### ЗАДАНИЯ
(a) Выпишите из текста о стихотворении Ахматовой все обещания, которые голос даёт от первого лица в будущем времени.
(b) Продолжите текст о стихотворении Ахматовой, начав сразу после его последнего предложения.

------ ИСХОДНЫЙ ТЕКСТ

С 1921 года – книга «Подорожник» – стихи эти печатались в России в таком виде:

Мне голос был. Он звал утешно,

Он говорил: «Иди сюда,

Оставь свой край глухой и грешный,

Оставь Россию навсегда.

Я кровь от рук твоих отмою,

Из сердца выну черный стыд,

Я новым именем покрою

Боль поражений и обид».

Но равнодушно и спокойно

Руками я замкнула слух,

Чтоб этой речью недостойной

Не осквернился скорбный дух.

Но впервые они были опубликованы 12 апреля 1918 года в газете «Воля народа» и начинались так:

Когда в тоске самоубийства

Народ гостей немецких ждал,

И дух суровый византийства

От русской церкви отлетал,

Когда приневская столица,

Забыв величие свое,

Как опьяневшая блудница

Не знала, кто берет ее,

Мне голос был…

Последней же строфы не было вообще. Она появилась в публикации 1921 года, когда – в реальных политических обстоятельствах – стихотворение вообще приобрело иной оттенок.

Стихотворение это чрезвычайно насыщено смыслом и исторически многозначно.

Прежде всего, как видим, первые строки «Когда в тоске самоубийства Народ…» впрямую соотносятся со строкой из стихотворения предыдущего – «В тоске смертельной мечется толпа» и так далее. Поэт определяет психологическое состояние народа («толпа», метавшаяся под выстрелами 4 июля, – это и есть народ) как «смертельную тоску», «тоску самоубийства». Другое дело, насколько это точно. Но нам важен взгляд Ахматовой.

------------
------ РАЗДЕЛ ДАННЫХ

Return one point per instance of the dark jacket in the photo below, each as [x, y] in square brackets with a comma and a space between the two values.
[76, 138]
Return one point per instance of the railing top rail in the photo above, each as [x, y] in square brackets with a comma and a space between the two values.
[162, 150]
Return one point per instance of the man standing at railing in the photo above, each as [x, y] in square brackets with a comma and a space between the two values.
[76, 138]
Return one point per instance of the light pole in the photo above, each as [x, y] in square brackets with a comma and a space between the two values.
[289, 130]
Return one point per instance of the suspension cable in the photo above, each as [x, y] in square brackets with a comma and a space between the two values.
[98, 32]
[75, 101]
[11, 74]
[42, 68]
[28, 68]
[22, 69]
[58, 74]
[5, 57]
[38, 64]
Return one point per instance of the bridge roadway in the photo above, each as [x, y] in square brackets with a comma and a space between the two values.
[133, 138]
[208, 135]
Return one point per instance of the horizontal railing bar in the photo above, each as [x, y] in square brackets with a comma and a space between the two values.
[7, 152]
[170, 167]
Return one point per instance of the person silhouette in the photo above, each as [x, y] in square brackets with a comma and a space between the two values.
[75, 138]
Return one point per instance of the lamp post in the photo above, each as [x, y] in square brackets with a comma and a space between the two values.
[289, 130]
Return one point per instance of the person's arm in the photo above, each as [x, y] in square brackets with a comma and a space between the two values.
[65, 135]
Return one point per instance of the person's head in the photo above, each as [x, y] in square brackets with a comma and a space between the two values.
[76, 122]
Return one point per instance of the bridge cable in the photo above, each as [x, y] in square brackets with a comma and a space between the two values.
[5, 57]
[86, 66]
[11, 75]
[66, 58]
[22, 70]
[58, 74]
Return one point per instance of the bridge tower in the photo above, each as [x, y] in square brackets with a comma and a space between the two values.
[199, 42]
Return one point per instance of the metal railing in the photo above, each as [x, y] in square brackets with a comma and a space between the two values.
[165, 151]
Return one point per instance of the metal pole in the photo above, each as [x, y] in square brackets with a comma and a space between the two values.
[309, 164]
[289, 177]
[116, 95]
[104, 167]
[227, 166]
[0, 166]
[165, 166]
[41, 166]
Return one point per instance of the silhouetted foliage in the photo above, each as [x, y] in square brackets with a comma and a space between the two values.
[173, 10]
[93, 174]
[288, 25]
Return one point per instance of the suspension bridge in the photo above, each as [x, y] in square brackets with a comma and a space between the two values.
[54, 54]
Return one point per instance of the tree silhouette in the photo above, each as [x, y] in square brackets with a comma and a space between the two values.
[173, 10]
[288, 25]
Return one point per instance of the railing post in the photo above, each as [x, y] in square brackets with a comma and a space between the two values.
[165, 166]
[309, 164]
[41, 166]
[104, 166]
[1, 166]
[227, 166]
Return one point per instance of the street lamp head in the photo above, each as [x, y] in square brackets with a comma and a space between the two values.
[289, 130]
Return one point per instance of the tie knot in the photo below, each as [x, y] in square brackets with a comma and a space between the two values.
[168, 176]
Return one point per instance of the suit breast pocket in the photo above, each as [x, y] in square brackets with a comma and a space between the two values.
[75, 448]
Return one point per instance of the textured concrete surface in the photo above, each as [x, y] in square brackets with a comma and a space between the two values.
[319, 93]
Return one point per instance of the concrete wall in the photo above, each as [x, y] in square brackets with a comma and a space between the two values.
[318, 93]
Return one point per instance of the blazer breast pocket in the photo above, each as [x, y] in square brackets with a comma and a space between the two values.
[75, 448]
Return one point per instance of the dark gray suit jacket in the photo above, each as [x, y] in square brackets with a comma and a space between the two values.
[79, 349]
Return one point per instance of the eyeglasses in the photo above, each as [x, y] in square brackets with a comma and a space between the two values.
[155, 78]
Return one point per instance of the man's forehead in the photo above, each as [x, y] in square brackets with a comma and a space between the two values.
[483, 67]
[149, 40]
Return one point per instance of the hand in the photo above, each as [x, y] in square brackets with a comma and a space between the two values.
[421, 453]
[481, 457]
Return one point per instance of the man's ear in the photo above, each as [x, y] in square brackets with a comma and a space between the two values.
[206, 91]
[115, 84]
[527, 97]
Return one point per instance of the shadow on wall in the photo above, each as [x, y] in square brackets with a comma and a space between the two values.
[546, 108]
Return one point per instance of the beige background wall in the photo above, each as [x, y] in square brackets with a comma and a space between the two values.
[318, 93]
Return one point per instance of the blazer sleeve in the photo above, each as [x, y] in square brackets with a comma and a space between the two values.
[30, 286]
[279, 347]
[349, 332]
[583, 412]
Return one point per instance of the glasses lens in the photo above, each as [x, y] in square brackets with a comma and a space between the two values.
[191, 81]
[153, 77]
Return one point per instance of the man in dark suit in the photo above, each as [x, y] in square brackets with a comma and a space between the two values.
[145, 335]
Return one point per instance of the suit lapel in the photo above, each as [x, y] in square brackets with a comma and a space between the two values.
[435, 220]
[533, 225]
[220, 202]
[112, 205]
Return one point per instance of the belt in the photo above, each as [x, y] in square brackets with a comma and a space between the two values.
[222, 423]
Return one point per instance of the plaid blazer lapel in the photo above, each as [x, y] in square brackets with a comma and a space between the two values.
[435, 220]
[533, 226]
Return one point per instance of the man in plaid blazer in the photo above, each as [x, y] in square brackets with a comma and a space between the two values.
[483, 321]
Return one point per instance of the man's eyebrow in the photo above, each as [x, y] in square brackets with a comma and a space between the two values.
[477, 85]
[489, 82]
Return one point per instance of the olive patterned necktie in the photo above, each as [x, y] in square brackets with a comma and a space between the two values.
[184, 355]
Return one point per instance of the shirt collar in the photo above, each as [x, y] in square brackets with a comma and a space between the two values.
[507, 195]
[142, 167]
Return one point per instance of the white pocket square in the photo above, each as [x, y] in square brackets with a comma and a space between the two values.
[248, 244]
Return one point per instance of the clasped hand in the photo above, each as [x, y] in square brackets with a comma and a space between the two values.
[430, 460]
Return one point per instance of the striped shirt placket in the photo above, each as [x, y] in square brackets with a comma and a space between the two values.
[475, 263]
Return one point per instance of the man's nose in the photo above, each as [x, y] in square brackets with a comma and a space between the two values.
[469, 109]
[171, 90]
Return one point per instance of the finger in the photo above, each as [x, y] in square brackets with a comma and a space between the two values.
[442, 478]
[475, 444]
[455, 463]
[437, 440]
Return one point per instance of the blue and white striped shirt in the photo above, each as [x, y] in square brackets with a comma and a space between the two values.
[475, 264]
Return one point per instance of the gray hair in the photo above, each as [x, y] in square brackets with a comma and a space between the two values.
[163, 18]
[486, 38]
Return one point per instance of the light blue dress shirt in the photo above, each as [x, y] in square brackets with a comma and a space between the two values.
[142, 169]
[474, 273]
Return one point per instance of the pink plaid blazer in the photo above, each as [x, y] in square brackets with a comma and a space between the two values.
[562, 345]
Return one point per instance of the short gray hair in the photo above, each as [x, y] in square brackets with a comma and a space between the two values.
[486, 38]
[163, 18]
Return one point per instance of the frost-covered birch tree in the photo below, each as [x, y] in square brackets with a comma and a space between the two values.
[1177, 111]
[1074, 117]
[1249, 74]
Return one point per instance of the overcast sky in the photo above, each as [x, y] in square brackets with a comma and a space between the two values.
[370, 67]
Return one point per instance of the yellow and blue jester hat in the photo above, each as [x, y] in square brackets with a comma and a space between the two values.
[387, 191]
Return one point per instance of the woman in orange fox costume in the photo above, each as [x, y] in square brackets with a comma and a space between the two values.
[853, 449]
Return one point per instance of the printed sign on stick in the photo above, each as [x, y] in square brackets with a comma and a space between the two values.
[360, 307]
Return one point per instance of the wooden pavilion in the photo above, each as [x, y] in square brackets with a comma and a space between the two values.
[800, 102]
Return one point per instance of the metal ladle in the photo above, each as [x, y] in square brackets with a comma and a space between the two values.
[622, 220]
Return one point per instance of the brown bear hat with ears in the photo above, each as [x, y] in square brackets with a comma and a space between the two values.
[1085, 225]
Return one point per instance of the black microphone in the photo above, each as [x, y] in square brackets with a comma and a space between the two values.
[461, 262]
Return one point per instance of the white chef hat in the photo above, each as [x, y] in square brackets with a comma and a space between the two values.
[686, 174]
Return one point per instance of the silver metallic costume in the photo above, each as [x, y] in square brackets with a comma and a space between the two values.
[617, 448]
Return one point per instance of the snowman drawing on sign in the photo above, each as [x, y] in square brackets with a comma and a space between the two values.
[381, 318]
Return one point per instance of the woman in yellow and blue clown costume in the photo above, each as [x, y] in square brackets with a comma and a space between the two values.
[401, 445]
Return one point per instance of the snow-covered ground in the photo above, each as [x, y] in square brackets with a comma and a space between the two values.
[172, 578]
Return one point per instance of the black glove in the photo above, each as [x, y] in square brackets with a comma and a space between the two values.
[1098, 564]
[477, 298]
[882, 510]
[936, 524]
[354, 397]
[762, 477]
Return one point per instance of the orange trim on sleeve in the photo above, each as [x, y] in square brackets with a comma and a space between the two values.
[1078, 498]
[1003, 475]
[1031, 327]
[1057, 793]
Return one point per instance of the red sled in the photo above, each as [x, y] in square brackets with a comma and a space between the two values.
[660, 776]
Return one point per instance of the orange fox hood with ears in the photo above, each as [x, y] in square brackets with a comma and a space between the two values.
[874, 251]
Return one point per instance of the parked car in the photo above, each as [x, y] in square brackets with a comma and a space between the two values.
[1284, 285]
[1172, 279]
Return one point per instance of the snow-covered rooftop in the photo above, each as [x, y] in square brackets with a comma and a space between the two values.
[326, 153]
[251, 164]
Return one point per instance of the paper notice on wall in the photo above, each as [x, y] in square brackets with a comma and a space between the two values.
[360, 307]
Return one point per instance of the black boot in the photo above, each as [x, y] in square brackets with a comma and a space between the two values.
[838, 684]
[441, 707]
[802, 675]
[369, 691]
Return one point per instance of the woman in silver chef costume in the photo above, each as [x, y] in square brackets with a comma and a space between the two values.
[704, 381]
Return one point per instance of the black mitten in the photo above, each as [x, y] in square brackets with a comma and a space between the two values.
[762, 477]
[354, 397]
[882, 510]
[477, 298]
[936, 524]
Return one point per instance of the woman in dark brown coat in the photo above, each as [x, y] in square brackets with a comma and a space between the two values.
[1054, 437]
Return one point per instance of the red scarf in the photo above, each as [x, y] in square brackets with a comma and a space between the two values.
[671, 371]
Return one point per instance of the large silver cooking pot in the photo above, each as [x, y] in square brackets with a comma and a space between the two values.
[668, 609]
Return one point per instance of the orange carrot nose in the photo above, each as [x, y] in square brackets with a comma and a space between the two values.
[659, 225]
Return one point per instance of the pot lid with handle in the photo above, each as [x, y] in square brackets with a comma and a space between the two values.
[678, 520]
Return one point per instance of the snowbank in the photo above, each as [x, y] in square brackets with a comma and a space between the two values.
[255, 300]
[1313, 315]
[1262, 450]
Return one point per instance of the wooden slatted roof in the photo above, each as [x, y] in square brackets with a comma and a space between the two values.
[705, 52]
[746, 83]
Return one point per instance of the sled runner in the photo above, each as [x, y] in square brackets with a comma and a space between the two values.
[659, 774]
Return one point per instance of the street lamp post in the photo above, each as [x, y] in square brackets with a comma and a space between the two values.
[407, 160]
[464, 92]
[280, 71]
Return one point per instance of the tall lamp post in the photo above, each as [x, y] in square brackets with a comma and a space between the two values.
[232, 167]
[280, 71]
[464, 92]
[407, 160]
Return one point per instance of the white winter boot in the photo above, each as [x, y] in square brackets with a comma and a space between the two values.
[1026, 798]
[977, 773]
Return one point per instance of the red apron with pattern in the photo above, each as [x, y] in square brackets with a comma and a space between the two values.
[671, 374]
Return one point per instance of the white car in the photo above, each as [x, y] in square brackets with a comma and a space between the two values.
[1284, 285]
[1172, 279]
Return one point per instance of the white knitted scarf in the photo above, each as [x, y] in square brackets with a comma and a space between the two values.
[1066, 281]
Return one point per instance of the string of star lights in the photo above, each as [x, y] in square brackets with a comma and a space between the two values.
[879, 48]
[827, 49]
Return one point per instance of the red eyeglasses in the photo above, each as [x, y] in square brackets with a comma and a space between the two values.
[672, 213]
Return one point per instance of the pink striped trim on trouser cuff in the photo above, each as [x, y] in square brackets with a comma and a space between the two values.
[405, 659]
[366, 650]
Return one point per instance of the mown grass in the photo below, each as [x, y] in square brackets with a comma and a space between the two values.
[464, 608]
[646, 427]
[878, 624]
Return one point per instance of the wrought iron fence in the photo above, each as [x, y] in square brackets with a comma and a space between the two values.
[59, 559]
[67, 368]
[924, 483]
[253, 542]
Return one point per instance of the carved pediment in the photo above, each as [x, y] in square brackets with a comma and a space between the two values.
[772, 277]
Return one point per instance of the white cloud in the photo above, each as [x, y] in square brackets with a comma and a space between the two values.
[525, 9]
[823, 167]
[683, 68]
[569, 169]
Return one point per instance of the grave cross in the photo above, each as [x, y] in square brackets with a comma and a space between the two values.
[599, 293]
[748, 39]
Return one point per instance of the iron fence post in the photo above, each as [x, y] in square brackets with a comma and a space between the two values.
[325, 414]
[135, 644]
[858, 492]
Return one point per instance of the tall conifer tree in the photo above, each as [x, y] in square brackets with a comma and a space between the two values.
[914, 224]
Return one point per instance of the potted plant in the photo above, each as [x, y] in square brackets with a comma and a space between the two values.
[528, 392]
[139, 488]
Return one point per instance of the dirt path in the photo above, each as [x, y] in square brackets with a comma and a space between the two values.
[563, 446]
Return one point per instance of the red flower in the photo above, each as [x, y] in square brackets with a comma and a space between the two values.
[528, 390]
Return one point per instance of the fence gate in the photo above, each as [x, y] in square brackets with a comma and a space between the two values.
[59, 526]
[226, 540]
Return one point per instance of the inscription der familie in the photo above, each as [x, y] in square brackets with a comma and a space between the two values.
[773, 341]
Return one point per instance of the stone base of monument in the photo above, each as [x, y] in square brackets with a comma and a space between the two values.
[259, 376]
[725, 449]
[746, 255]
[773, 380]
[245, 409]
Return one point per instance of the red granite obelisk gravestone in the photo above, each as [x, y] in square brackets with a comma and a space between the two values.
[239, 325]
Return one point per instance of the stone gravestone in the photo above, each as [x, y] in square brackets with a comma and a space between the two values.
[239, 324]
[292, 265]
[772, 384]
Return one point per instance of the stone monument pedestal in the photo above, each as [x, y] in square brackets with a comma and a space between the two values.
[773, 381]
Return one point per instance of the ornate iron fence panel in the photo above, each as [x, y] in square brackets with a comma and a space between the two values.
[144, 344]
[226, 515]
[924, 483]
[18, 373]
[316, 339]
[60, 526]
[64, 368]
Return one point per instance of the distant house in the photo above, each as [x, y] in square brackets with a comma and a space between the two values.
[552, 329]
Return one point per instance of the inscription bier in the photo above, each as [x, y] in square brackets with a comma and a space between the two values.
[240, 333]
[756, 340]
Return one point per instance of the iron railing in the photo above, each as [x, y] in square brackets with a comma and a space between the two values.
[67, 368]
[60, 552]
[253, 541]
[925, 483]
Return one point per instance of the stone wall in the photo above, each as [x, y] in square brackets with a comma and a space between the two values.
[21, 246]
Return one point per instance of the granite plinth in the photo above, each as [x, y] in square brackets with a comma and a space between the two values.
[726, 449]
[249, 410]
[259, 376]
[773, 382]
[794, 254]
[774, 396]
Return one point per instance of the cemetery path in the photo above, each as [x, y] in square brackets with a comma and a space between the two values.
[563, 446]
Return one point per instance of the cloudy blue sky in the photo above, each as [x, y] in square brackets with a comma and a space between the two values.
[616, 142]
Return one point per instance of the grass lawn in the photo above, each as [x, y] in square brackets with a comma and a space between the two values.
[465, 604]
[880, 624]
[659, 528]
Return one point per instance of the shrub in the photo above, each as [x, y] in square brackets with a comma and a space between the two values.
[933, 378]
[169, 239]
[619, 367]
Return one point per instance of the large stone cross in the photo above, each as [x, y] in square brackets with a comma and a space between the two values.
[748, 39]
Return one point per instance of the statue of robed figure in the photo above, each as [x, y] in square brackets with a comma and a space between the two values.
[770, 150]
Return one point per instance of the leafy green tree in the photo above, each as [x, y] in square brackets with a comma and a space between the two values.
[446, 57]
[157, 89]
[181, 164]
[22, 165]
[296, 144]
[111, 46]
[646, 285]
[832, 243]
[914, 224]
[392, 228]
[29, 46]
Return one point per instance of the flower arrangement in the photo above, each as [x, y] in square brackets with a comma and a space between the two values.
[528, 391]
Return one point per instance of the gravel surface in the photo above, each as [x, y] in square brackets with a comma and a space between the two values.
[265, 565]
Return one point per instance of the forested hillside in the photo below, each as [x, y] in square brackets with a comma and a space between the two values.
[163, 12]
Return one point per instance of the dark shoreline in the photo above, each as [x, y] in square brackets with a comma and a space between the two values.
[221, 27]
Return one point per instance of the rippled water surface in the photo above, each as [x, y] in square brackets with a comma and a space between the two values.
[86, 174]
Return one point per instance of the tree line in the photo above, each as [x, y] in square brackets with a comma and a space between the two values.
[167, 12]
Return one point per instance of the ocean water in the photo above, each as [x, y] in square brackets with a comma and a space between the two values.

------------

### РЕШЕНИЯ
(a)
1. «Я кровь от рук твоих отмою»
2. «Из сердца выну черный стыд»
3. «Я новым именем покрою / Боль поражений и обид»

(b)
Однако же при всей схожести ключевых строк – «в тоске смертельной» и «в тоске самоубийства» – второй вариант нуждается в толковании. Почему – «самоубийства»?

Для того чтобы понять это, необходимо выяснить, кто такие «немецкие гости».

«Немецкие гости» в конце 1917 – начале 1918 года – это и наступающие кайзеровские батальоны, и большевики, чьи лидеры прибыли в Россию через Германию и с помощью немцев. И в том, и в другом случае понятие «самоубийство» приобретает вполне определенный политический смысл. Если речь идет о большевиках – все понятно: ожидая большевиков как избавителей от хаоса, народ готовил собственную гибель.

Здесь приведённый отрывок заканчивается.